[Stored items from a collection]
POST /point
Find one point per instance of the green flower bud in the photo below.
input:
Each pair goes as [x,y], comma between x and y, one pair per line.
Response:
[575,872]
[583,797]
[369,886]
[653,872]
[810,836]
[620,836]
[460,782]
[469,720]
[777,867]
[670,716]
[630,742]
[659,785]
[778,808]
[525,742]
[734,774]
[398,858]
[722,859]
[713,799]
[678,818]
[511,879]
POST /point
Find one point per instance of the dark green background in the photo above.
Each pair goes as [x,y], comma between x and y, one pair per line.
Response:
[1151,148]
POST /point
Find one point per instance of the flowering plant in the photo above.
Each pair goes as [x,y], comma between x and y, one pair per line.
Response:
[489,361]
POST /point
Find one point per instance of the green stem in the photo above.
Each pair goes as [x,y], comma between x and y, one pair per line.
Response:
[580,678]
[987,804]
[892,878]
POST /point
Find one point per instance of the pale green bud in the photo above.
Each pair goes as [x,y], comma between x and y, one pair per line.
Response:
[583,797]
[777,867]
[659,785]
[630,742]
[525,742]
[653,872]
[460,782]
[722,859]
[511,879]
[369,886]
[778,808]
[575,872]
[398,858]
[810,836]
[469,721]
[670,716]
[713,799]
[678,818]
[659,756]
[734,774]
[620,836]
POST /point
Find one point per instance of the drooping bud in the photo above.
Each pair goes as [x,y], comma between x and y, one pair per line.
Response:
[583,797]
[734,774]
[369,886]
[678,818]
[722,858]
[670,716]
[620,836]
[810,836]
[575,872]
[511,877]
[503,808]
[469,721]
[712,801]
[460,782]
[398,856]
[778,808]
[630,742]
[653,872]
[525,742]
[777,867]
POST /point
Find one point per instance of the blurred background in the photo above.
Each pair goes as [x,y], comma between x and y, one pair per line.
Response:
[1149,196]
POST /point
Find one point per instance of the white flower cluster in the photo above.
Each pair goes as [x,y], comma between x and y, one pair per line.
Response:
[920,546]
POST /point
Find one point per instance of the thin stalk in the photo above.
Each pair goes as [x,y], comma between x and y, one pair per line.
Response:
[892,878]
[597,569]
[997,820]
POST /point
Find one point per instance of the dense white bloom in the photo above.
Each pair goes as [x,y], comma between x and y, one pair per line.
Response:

### Task directions
All of the lines above that carry the string "background" need to be found and copied.

### Solution below
Find one point per instance of the dark green background in the photo above.
Find one point per instance of the blurred background in the photo above.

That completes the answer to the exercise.